> **Texto extraído**:

══════════════════════════════

La tercera motivación es geopolítica. Durante la presidencia de Joe Biden, Washington centró su atención en Europa y Oriente Medio y relegó a América Latina a un segundo plano. Trump ha hecho de la recuperación de la influencia estadounidense en la región uno de sus eslóganes: llegó incluso a proponer rebautizar el Golfo de México como «Golfo de América», una ocurrencia extravagante que, sin embargo, ilustra bien su visión de control hemisférico. En este esquema, Venezuela, Cuba y Nicaragua aparecen como piezas claves de un tablero más amplio: son plataformas políticas y logísticas para la presencia de China, Rusia e Irán en la región. Neutralizar esa «influencia maligna», como la describe el discurso oficial del movimiento MAGA, es un objetivo central. La ofensiva militar se presentaría, además, como un mensaje de fuerza frente a las redes del narcotráfico que, según la narrativa trumpista, promueven estos países para «envenenar» a la juventud estadounidense.
Por último, hay una dimensión simbólica y personal. Para Trump, debilitar al régimen cubano, intimidar al gobierno de Gustavo Petro en Colombia y amenazar al momificado régimen nicaragüense podría generar réditos políticos inmediatos. Venezuela ha reducido sus exportaciones de petróleo a Cuba de 100.000 a 31.000 barriles diarios, pero sigue siendo un sostén económico clave para La Habana. Golpear a Caracas implicaría golpear a una Cuba sumergida en gravísimos problemas energéticos y que depende en gran medida de los envíos de petróleo venezolano. En definitiva, sería como «matar dos pájaros de un solo tiro», en el lenguaje de Trump.
En el imaginario del trumpismo, una operación militar victoriosa podría valerle homenajes en Florida, calles con su nombre y estatuas en su honor. A los 80 años y en su segundo y último mandato, sería su manera de dejar una huella perdurable. Para Marco Rubio, uno de sus principales aliados y ahora secretario de Estado, sería además una oportunidad para consolidar su liderazgo dentro del Partido Republicano y posicionarse para las futuras primarias presidenciales.

══════════════════════════════

> **Datos mostrados**:
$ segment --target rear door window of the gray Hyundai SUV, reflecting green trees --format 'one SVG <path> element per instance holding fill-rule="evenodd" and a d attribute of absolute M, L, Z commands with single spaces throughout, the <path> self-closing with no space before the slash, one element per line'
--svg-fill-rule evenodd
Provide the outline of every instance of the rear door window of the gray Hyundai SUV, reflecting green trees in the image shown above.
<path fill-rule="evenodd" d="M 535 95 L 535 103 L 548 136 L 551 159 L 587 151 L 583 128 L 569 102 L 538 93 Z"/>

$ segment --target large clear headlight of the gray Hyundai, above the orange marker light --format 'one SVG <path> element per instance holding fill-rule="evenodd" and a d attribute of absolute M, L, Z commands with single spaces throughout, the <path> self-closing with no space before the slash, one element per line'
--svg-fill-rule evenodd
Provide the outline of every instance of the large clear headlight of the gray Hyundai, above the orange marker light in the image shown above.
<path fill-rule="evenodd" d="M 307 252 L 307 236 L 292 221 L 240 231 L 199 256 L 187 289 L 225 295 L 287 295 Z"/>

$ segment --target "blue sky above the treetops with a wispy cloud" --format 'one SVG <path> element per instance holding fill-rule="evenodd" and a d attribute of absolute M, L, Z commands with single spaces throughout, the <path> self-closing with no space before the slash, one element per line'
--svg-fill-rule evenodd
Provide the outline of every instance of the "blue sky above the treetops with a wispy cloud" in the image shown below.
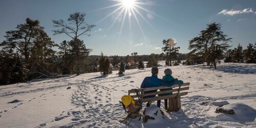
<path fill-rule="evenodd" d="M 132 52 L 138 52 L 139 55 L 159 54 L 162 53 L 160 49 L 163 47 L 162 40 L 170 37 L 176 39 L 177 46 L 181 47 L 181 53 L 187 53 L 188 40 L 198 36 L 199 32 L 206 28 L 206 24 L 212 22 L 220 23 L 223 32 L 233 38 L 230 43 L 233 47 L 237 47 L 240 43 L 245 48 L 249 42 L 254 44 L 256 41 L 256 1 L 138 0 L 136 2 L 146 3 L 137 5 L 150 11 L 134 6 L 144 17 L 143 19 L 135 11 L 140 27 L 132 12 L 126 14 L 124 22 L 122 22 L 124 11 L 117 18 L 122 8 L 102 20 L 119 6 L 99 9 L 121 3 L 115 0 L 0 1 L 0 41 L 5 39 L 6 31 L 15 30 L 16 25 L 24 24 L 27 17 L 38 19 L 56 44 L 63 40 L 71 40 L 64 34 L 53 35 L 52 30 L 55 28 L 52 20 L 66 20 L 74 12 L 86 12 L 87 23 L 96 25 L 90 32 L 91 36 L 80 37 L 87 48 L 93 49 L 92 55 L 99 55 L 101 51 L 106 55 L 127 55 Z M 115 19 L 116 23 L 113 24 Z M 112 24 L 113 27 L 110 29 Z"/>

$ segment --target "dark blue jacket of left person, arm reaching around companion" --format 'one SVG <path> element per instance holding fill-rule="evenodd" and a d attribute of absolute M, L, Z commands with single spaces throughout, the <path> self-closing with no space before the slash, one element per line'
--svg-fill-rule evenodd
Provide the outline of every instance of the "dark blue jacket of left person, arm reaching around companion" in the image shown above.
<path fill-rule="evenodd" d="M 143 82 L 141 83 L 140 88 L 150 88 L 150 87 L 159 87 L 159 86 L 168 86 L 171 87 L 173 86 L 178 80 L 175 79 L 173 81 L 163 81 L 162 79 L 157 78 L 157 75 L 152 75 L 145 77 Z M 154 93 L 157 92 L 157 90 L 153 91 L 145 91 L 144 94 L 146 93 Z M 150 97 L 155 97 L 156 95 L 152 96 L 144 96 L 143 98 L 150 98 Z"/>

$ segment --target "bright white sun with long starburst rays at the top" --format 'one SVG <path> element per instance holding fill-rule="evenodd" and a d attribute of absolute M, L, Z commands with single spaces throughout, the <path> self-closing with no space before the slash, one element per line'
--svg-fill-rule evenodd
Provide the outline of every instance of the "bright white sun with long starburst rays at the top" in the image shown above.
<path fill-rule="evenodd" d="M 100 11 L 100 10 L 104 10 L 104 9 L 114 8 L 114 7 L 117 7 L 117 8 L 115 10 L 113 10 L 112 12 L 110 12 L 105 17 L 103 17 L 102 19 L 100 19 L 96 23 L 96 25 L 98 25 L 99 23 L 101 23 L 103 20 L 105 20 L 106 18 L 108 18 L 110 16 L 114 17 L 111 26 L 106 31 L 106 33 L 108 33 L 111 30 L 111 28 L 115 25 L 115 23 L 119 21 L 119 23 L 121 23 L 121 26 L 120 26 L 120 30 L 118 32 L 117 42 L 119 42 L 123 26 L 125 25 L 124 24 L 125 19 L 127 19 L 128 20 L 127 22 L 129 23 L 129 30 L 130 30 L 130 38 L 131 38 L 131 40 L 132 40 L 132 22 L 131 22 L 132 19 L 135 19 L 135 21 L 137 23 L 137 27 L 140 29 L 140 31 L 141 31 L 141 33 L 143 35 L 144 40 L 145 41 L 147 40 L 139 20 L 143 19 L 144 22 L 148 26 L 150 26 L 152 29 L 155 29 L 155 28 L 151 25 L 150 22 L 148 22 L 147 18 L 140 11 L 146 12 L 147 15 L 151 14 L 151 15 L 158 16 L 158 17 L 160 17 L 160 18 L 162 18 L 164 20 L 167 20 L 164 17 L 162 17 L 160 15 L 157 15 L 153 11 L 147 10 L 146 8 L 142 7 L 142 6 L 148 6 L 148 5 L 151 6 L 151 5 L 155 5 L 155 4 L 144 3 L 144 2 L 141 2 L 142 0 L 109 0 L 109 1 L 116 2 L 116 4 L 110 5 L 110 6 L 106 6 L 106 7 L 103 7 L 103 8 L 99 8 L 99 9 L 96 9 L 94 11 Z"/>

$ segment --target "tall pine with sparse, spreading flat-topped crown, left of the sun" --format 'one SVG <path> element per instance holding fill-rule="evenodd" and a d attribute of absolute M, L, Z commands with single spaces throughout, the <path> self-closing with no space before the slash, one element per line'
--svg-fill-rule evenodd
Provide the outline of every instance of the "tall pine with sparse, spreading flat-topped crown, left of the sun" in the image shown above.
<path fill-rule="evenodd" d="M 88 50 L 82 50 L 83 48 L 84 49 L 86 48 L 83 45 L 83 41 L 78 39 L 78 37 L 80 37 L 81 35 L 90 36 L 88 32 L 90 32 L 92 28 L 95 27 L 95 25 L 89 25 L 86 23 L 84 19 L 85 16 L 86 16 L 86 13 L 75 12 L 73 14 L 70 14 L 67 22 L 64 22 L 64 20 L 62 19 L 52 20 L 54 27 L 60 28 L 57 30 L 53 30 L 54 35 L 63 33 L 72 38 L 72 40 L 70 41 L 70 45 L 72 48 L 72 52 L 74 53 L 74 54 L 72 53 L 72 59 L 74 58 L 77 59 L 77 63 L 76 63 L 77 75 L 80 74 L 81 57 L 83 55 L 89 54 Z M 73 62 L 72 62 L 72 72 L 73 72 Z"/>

══════════════════════════════

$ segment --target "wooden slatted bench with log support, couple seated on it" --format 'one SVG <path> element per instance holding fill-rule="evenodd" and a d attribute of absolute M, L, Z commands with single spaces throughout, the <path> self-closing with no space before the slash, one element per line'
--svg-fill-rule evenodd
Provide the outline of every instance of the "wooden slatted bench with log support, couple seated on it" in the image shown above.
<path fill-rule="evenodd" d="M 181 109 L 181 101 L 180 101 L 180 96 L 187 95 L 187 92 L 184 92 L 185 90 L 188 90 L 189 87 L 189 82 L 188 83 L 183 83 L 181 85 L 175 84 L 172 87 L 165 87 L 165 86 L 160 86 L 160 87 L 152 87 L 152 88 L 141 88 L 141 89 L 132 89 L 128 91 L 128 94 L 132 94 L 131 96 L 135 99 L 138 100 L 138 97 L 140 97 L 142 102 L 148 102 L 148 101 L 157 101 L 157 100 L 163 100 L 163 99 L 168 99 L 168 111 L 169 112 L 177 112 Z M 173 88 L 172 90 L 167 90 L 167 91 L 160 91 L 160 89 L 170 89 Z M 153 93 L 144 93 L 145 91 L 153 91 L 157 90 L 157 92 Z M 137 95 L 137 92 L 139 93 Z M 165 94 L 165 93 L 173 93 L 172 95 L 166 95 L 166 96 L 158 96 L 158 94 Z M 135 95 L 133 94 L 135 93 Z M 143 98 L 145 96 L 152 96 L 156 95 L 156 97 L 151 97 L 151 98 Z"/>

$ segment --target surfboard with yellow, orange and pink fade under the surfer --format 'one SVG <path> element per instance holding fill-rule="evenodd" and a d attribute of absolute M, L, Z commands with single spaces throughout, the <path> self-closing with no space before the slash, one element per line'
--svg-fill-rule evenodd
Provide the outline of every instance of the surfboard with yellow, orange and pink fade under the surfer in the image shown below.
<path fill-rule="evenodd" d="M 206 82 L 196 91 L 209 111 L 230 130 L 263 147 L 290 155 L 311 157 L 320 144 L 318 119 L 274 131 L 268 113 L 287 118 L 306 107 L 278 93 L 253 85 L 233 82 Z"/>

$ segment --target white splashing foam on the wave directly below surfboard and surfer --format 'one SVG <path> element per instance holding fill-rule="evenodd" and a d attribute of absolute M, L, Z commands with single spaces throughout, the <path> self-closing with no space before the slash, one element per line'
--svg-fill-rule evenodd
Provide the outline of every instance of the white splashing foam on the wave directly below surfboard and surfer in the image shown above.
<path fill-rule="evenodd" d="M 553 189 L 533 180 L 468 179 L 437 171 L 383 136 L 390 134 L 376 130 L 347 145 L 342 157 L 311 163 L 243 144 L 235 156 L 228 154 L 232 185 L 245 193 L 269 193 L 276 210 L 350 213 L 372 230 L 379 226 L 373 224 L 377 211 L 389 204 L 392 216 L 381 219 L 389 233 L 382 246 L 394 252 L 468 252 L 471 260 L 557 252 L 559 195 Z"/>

══════════════════════════════

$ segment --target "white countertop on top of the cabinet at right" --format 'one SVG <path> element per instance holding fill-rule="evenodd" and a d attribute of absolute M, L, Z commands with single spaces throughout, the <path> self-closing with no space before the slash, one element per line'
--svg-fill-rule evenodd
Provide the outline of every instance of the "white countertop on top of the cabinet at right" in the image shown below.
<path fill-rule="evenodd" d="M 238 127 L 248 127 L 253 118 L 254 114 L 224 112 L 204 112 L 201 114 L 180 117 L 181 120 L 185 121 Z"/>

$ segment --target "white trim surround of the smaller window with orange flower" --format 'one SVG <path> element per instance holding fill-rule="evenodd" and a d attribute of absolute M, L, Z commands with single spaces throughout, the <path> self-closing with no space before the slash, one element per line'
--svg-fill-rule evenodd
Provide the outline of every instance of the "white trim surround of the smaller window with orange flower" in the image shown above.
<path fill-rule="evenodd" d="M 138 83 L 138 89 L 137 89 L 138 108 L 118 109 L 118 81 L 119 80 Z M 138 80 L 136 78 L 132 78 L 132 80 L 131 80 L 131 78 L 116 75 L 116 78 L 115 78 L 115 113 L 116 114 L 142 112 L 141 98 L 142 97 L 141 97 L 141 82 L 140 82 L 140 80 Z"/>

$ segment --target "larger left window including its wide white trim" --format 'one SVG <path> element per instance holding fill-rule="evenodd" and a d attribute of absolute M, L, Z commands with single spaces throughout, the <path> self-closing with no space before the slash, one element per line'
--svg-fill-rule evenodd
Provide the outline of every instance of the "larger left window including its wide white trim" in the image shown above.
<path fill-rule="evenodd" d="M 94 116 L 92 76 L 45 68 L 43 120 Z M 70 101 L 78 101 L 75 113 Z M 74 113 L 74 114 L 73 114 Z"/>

══════════════════════════════

> **Ejercicio 1**:
Responde estas preguntas según el texto sobre Trump y América Latina:
(a) ¿Qué nombre propuso Trump para el Golfo de México?
(b) ¿A cuántos barriles diarios redujo Venezuela sus exportaciones de petróleo a Cuba?
(c) ¿Qué cargo ocupa ahora Marco Rubio?
> **Ejercicio 2**: Copia sin cambios del texto sobre Trump y América Latina el pasaje que comienza con las palabras que contienen "En el imaginario" y termina con "futuras primarias presidenciales.".

> **Resultado del ejercicio 1**:
(a) Propuso llamarlo «Golfo de América».
(b) Venezuela las redujo a 31.000 barriles diarios, desde 100.000.
(c) Marco Rubio es ahora secretario de Estado.

> **Resultado del ejercicio 2**:
En el imaginario del trumpismo, una operación militar victoriosa podría valerle homenajes en Florida, calles con su nombre y estatuas en su honor. A los 80 años y en su segundo y último mandato, sería su manera de dejar una huella perdurable. Para Marco Rubio, uno de sus principales aliados y ahora secretario de Estado, sería además una oportunidad para consolidar su liderazgo dentro del Partido Republicano y posicionarse para las futuras primarias presidenciales.